TEXT SECTION >>
Friend also served as associate director of the Department of Energy's SLAC National Accelerator Laboratory, at Stanford University (2011–2012) while on a leave from Harvard. She is currently the chair of a federal advisory committee, Basic Energy Sciences Advisory Committee (BESAC), on which she has served since 2018.

Friend was previously a senior editor of Accounts of Chemical Research, a journal of the American Chemical Society. She was also a member of the editorial board of ACS Catalysis, Chemical Science, and the Journal of the American Chemical Society and was co-editor-in-chief of the Catalysis Science & Technology journal from 2010 until 2013.

She is a member of the National Academy of Sciences, the American Academy of Arts and Sciences and a fellow of the American Association of Arts and Sciences and the American Chemical Society. Her research has focused on nano-science applied to sustainability. Friend and her group have investigated the chemical and physical properties of interfaces, by investigating important catalytic reactions and by making new materials with key chemical functionality.

Besides her scholarly work, Friend is a member of the board of directors of Bruker Instruments (BRKR).

== Kavli Foundation ==
The Kavli Foundation selected Dr. Cynthia M. Friend, Theodore Williams Richards Professor of Chemistry at Harvard University, as its president. Dr. Friend took a leave Harvard and assumed this post on January 1, 2021.

GOAL >> According to the text about Cynthia M. Friend, which journal did she co-edit as editor-in-chief from 2010 until 2013? The records after this point are separate material, unconnected to the text above.

(Records drawn from a data source)
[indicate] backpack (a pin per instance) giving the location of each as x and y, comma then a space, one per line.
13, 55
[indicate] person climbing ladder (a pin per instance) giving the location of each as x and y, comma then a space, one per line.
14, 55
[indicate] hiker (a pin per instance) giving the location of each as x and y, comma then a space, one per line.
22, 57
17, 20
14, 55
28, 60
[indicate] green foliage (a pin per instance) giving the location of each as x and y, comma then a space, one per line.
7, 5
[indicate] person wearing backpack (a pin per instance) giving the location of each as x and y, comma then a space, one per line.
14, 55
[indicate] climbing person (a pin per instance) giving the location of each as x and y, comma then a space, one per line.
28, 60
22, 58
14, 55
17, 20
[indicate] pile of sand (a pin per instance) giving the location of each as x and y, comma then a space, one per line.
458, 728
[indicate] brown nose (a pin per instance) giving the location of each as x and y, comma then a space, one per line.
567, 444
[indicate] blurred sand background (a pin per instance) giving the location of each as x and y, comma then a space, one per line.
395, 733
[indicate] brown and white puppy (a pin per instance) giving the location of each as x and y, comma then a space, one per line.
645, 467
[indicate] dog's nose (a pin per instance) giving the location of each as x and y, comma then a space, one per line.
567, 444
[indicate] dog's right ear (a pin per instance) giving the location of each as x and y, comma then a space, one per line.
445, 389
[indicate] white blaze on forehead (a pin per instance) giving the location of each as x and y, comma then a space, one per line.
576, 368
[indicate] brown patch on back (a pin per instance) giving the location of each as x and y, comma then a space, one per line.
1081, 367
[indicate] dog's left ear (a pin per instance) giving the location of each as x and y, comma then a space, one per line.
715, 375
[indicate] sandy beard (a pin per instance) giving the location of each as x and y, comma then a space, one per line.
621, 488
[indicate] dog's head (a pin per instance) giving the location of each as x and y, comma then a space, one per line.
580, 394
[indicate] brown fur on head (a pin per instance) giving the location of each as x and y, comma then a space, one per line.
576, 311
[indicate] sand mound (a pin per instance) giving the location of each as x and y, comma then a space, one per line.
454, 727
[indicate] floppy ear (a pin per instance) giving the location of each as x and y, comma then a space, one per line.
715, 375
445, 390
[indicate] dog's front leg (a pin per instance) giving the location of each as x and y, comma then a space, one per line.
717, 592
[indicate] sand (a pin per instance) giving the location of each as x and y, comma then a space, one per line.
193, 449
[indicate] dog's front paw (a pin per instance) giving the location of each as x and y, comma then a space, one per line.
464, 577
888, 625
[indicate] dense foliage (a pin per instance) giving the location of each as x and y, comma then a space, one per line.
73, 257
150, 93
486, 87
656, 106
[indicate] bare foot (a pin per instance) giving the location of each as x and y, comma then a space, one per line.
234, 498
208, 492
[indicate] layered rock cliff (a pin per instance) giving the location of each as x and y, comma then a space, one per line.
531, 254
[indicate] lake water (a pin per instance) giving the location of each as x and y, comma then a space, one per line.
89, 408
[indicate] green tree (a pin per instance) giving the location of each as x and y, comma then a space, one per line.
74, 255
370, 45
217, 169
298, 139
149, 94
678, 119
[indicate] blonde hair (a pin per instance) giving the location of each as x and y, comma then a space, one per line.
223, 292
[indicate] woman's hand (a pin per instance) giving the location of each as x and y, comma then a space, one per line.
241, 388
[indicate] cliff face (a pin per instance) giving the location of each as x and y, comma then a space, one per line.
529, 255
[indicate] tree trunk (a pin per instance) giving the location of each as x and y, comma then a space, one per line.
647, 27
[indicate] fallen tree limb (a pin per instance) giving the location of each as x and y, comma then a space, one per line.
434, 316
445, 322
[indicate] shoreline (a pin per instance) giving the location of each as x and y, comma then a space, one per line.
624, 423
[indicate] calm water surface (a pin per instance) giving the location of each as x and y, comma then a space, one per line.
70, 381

RESPONSE TO THE EXERCISE >> Catalysis Science & Technology